Sun Wukong and Zhu Bajie attack the Yellow Wind Cave to rescue Tang Sanzang. The Yellow Wind Demon fights Sun Wukong with a three-pronged steel fork (三股钢叉) for about thirty rounds without either gaining the advantage. When Wukong uses his transformation technique to surround him with many copies of himself, the demon unleashes the Samadhi Divine Wind (三昧神风). The wind fills the sky with yellow sand and drives back Wukong's transformed copies. When the demon blows the wind directly at Wukong, it forces his Fiery Golden Eyes (火眼金睛) shut, leaving him unable to continue fighting.

After the encounter, Wukong's eyes are treated by a Dharma-protecting Jialan who appears in the form of an old man. The Jialan gives him an eye medicine and directs him to continue his efforts to subdue the demon. Wukong then travels to Mount Sumeru to seek the help of Lingji Bodhisattva. Lingji explains that the Tathagata had previously given him a Wind-Calming Pill (定风丹) and a Flying Dragon Staff (飞龙杖) for restraining the Yellow Wind Demon. He tells Wukong to lure the demon out so that he can capture him. When the Yellow Wind Demon again attempts to use the Samadhi Divine Wind, the Wind-Calming Pill prevents the wind from affecting Wukong. Lingji then casts the Flying Dragon Staff, which transforms into an eight-clawed golden dragon and seizes the demon. The Yellow Wind Demon reverts to his original form as a yellow-furred sable-like rat (黄毛貂鼠). Wukong attempts to kill him, but Lingji stops him, saying that the demon must be taken to the Tathagata to answer for his offenses. Lingji then takes the demon back to Lingshan.

The Samadhi Divine Wind is described at length in the novel through a series of highly exaggerated images. The wind spins yellow sand, shakes the landscape, darkens the heavens, disrupts the activities of deities, and causes disorder across the natural and supernatural worlds. It is ultimately the demon's principal advantage in his battle with Sun Wukong.

**Records supplied**
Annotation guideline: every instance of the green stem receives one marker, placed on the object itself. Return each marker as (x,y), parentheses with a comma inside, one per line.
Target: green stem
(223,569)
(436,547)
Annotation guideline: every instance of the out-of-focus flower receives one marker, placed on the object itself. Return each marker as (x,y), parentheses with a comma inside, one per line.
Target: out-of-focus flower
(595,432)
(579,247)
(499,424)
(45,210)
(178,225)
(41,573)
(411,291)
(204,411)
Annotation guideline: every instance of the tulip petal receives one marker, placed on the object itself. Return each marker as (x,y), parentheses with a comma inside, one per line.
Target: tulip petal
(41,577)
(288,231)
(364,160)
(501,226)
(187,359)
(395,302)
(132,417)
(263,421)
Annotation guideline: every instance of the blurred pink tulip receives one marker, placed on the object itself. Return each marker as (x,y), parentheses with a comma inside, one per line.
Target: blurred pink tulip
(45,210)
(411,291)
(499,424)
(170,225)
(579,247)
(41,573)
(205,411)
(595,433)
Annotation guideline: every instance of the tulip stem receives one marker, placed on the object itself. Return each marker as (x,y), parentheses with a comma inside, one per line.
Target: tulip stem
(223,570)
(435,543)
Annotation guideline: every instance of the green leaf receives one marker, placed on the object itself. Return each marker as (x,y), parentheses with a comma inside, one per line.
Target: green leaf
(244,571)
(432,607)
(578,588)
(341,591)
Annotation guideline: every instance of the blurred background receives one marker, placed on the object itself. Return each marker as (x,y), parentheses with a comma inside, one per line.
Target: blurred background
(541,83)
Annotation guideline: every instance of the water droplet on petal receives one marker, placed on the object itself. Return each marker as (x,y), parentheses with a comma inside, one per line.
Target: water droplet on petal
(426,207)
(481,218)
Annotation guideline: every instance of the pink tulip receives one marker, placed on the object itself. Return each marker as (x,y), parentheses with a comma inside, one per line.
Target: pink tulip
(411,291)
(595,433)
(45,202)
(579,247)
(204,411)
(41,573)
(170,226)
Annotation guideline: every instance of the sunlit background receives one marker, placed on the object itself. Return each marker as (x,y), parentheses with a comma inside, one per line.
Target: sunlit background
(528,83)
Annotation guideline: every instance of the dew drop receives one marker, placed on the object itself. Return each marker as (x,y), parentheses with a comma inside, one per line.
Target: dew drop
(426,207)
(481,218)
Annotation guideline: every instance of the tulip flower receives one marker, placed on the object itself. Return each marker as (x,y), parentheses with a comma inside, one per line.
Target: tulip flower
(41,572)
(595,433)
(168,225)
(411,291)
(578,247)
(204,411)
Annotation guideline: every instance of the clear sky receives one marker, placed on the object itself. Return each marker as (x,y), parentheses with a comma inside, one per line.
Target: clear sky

**Exercises to complete**
a) In the Yellow Wind Demon summary, what keeps the Samadhi Divine Wind from affecting Wukong during the second attempt?
b) Write out the part of the Yellow Wind Demon summary that begins at the words "Sun Wukong and" and stops after "to continue fighting.", renaming "Yellow Wind Demon" as "Yellow Wind Monster".
c) Carry on the Yellow Wind Demon summary with what would come after its last sentence.

**Answers per task**
a) The Wind-Calming Pill.

b)
Sun Wukong and Zhu Bajie attack the Yellow Wind Cave to rescue Tang Sanzang. The Yellow Wind Monster fights Sun Wukong with a three-pronged steel fork (三股钢叉) for about thirty rounds without either gaining the advantage. When Wukong uses his transformation technique to surround him with many copies of himself, the demon unleashes the Samadhi Divine Wind (三昧神风). The wind fills the sky with yellow sand and drives back Wukong's transformed copies. When the demon blows the wind directly at Wukong, it forces his Fiery Golden Eyes (火眼金睛) shut, leaving him unable to continue fighting.

c)
== Interpretations ==

Within the novel's Five Elements (五行) symbolism, the demon is categorized as "false earth" (假土). Xu Chuanwu attributes this to his yellow coloring, which associates him with the earth element and contrasts him with Sha Seng, who represents "true earth" (真土).

Liu Tingqian and Yang Yi interpret the character in relation to the novel's satire of the Tathagata. Liu notes that the yellow-furred rat spirit became a demon after stealing lamp oil from Lingshan, linking his origins to the Buddhist realm. He also notes that monsters with divine or Buddhist connections, including the Yellow Wind Demon and the Great Peng, are more powerful and destructive than ordinary earthly spirits. Yang interprets this as a satire of the Tathagata, arguing that the Buddha is portrayed as tolerating demons associated with Buddhism despite their actions.

The demon's Samadhi Divine Wind has also been interpreted as a depiction of a sandstorm, based on the novel's descriptions of yellow sand and strong winds.

== In modern media ==

The Yellow Wind Demon appears as the Yellow Wind Sage (黄风大圣) in the 2024 action role-playing game Black Myth: Wukong. The game substantially expands the character's story beyond his role in Journey to the West.

In the game, the Yellow Wind Sage helps the Kingdom of Sahali fight the insect demon Fuban and later becomes associated with the kingdom. He subsequently returns to Yellow Wind Ridge. After obtaining one of Sun Wukong's scattered relics, the Fuming Ears (耳听怒), he is unable to refine it because of his limited cultivation and turns to the practice of an "evil path". He later cuts off the head of Lingji Bodhisattva and uses it as a container for the relic.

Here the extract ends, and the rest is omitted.